# WORK TO DO:
List each line in the records below that contains the word "concrete", matching case exactly.

## Begin RAW DATA

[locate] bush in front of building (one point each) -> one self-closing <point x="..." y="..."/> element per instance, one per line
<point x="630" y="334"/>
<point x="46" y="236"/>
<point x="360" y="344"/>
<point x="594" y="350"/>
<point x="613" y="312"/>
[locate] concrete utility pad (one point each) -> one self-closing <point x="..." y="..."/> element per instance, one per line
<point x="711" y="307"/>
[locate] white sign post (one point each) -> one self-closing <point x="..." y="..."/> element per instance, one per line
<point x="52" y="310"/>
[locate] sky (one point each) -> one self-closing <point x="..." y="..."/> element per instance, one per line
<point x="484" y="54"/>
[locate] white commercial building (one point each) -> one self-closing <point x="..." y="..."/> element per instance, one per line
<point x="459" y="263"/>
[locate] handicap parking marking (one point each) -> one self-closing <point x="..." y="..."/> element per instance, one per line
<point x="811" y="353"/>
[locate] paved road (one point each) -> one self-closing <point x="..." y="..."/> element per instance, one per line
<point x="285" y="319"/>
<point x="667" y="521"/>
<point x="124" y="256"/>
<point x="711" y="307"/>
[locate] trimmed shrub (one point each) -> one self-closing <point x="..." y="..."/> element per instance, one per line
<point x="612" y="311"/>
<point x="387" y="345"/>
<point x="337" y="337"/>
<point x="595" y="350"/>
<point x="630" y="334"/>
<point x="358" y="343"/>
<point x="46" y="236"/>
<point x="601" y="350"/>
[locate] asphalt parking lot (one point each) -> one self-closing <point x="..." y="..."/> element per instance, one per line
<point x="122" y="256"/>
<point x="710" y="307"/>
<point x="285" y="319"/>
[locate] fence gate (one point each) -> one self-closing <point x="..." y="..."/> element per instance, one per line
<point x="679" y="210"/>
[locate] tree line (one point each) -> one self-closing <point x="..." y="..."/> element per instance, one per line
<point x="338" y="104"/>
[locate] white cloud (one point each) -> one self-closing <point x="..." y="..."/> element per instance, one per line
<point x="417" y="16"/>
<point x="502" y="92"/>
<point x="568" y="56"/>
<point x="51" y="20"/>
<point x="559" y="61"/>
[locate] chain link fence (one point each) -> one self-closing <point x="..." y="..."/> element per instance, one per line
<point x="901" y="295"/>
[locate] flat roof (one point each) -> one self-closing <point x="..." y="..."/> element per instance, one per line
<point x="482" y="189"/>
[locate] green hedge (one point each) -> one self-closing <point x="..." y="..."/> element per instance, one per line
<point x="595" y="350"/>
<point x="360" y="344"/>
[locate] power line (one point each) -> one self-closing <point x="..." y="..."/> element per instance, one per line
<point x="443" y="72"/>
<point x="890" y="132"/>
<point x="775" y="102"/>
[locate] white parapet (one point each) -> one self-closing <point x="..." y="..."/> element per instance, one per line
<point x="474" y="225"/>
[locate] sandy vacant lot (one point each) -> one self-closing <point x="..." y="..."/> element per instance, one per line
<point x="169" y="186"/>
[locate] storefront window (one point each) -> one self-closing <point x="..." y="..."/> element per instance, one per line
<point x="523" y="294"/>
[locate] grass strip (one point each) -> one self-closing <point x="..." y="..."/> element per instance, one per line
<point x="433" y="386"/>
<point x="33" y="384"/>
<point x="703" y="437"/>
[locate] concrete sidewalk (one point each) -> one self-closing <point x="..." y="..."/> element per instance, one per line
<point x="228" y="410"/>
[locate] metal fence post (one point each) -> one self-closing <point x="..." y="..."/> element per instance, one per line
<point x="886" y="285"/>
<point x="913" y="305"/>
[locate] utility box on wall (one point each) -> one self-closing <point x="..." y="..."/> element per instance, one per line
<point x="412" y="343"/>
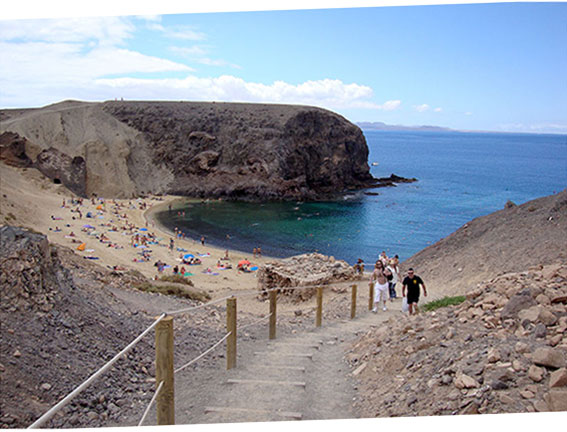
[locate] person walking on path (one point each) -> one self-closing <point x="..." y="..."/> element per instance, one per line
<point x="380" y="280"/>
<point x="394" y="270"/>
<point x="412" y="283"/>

## End RAW DATA
## Begin RAW DATA

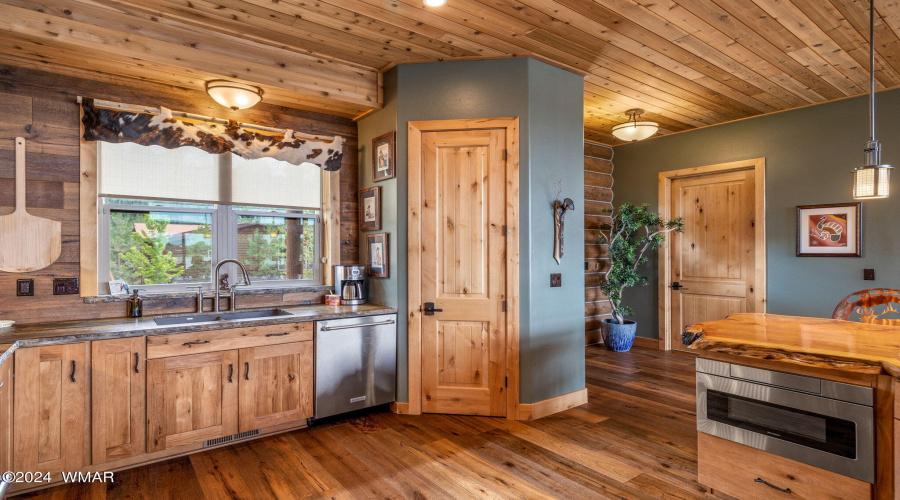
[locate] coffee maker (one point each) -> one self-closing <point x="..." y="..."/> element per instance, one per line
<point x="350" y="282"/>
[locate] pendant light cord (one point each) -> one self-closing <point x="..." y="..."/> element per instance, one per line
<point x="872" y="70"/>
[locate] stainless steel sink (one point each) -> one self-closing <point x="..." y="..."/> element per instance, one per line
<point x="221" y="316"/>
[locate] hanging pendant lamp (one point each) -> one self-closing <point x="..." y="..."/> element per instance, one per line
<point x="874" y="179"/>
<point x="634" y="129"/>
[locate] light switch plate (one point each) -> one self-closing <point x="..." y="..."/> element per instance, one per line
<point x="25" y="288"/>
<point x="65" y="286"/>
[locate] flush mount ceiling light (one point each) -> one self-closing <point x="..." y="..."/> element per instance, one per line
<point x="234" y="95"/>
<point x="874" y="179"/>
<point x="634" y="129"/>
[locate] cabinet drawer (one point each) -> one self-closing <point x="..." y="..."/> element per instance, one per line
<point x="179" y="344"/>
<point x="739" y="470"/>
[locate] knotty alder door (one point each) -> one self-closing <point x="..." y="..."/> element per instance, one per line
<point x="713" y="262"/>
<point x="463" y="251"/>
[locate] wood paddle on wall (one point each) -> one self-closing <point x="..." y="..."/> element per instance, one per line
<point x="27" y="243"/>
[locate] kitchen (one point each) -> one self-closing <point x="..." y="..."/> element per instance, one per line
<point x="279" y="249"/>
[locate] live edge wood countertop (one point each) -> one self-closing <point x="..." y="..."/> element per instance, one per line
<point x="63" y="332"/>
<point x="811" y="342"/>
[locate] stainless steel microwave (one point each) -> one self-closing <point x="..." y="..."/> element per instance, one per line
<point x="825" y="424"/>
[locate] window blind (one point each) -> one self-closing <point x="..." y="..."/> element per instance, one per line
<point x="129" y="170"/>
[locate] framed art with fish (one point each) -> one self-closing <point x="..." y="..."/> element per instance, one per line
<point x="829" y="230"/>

## End RAW DATA

# THE SOLUTION:
[locate] concrete utility pad (one point each) -> one self-closing <point x="..." y="..."/> element per instance, one per line
[locate] concrete sidewalk (one point each) -> one self-closing <point x="..." y="..."/> element per instance, one per line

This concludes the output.